▶ Extrait:
§ §

La Fenêtre de Diane – Dominique Douay

la-fenetre-de-dianeRésumé : Aux confins de la galaxie dérive une planète artificielle, Le Livre, dont la fonction est de conserver, tout au long de ses interminables galeries que parcourent les marques-pages, l’histoire de toutes les Terre qui composent la Protée.
Ces déplacements ne sont cependant pas sans risques : en témoignent les fantômes errant dans les profondeurs du Livre, voyageurs imprudents ou intelligences artificielles. Je m’appelle Gabriel Goggelaye et je vis bien longtemps avant qu’on ne découvre Le Livre. Pour moi, il y a une Terre et une seule. Des personnages fantomatiques, il m’arrive d’en voir. Certains obéissent à la Voix, d’autre pas. En face de mon bureau, il y a une fenêtre, et derrière cette fenêtre, il n’y a rien. Un jour, je briserai l’une des vitres et je pénétrerai dans ce lieu qui n’existe pas.

§ §

▶ Données:
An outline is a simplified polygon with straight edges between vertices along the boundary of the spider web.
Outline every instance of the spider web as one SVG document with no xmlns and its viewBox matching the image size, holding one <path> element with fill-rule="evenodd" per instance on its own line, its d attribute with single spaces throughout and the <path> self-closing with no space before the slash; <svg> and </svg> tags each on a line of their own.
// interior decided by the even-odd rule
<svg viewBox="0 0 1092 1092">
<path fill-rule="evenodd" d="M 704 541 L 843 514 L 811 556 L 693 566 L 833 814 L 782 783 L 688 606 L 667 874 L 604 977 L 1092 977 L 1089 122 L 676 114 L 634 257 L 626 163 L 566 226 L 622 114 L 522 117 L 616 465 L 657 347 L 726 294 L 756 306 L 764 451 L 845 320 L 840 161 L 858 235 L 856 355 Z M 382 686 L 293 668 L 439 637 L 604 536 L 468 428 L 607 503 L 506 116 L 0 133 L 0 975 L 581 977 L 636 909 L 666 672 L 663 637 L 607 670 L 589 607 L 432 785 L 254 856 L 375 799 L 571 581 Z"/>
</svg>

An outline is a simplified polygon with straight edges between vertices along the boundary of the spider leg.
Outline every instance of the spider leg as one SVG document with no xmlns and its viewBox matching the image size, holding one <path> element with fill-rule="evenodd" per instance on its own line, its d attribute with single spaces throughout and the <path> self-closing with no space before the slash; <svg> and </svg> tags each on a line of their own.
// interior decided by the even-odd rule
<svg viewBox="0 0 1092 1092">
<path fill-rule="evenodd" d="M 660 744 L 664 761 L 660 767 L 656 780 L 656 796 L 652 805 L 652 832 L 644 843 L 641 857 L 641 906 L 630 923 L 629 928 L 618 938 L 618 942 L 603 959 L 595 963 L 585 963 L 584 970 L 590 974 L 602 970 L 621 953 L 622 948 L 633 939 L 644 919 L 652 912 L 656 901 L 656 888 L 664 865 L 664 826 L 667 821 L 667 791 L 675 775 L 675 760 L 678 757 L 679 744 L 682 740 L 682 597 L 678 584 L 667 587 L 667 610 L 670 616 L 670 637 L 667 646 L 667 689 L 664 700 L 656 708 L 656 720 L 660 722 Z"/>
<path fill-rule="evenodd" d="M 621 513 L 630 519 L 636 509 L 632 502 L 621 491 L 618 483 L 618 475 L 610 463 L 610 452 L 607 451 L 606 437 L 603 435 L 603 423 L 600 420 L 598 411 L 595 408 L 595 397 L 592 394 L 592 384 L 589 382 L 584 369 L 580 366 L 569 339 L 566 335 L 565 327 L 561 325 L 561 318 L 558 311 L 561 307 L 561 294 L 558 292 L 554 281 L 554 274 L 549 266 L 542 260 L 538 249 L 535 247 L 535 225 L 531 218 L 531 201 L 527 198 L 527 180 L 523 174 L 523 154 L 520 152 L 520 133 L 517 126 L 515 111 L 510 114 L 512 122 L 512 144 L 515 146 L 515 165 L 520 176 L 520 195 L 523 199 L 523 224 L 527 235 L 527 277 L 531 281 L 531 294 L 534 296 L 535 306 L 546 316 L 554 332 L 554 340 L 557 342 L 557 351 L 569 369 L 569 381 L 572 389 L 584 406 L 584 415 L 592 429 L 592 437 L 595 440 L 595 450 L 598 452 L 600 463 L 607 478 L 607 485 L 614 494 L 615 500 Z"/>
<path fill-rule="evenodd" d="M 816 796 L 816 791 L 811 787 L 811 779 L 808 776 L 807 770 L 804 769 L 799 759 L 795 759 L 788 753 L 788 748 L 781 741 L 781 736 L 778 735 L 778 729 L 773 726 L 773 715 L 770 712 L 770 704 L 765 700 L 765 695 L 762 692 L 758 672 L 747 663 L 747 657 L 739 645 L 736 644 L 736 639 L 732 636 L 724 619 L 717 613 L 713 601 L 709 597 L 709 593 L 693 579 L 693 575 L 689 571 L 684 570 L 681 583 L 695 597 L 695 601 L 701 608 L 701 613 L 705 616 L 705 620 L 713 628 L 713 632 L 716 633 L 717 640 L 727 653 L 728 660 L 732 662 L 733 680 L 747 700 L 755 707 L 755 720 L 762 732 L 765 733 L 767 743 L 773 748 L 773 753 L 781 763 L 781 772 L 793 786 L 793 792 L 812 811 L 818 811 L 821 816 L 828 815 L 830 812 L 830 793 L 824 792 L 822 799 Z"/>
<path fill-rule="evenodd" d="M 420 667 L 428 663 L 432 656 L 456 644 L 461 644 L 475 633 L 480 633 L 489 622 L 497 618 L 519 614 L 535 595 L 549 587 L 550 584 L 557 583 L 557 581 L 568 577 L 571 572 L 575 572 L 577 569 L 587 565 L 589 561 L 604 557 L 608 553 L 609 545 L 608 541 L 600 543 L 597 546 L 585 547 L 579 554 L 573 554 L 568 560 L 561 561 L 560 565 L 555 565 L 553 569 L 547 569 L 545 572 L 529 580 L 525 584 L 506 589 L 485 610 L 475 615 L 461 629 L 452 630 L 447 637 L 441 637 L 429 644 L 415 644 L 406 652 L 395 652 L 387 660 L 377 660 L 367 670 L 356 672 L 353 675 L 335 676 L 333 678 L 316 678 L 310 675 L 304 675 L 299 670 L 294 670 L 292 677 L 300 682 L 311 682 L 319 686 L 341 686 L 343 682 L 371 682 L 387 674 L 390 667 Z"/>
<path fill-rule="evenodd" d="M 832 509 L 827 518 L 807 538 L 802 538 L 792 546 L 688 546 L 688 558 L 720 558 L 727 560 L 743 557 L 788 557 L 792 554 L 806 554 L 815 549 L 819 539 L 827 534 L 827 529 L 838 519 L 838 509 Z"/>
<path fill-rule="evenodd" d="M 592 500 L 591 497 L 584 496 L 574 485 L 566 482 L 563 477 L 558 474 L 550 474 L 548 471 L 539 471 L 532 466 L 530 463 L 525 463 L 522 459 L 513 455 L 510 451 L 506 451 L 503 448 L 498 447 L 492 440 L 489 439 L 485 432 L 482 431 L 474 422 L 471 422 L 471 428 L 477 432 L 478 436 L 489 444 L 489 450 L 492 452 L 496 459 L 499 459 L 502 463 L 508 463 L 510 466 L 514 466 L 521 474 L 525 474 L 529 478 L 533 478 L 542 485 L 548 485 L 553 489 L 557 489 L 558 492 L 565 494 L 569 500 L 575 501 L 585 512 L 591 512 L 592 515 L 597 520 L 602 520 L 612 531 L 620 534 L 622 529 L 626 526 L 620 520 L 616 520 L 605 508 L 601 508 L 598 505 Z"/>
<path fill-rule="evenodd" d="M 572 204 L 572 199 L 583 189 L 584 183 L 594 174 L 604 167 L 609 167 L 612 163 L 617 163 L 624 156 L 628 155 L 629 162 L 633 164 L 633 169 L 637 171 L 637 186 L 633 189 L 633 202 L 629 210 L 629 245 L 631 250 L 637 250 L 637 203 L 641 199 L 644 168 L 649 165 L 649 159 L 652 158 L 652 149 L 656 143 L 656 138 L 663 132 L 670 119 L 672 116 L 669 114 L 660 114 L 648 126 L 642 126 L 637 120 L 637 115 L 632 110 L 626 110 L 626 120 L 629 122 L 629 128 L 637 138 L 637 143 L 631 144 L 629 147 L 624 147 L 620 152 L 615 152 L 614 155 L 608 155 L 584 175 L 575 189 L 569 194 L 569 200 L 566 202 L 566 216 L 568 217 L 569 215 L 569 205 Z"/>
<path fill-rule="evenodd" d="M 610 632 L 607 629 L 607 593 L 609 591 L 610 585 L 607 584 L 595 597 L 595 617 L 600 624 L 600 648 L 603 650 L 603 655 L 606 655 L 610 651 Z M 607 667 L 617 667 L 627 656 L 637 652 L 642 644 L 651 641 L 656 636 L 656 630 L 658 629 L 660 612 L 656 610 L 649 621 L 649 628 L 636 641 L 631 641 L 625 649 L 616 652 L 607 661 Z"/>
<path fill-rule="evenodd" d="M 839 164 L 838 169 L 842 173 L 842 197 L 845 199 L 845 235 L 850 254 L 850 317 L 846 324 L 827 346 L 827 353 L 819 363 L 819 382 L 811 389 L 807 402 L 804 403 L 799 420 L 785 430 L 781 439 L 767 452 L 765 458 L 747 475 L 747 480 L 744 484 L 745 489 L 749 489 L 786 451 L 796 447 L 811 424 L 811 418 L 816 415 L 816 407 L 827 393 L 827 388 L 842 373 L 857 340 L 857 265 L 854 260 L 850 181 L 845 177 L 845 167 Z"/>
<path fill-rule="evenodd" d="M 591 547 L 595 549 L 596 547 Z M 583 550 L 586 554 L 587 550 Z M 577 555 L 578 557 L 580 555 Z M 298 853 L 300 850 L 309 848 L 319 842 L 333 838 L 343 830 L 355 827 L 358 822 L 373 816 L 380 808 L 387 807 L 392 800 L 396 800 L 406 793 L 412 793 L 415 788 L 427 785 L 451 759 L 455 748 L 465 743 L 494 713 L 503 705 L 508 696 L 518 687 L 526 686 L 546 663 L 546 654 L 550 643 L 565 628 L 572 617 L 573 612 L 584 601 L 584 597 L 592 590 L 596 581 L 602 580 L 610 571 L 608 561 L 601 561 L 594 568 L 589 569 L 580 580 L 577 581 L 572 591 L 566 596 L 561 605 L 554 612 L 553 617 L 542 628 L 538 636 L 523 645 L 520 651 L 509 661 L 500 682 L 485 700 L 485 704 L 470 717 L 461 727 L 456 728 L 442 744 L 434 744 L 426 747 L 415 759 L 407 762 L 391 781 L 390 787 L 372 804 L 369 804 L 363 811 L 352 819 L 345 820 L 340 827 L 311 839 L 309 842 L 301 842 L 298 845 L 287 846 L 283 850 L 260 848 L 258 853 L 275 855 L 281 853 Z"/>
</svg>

§ §

▶ Consignes:
**1)** Reproduisez à l'identique le passage de l'extrait qui commence par « la-fenetre-de-dianeRésumé : Aux » et se termine par « composent la Protée. ».
**2)** Selon l'extrait, qu'est-ce qui atteste que les déplacements dans les galeries du Livre comportent des risques ? Répondez en une à trois phrases.

▶ Réponses:
**1)**
la-fenetre-de-dianeRésumé : Aux confins de la galaxie dérive une planète artificielle, Le Livre, dont la fonction est de conserver, tout au long de ses interminables galeries que parcourent les marques-pages, l’histoire de toutes les Terre qui composent la Protée.

**2)** Les fantômes qui errent dans les profondeurs du Livre en témoignent. Ce sont des voyageurs imprudents ou des intelligences artificielles.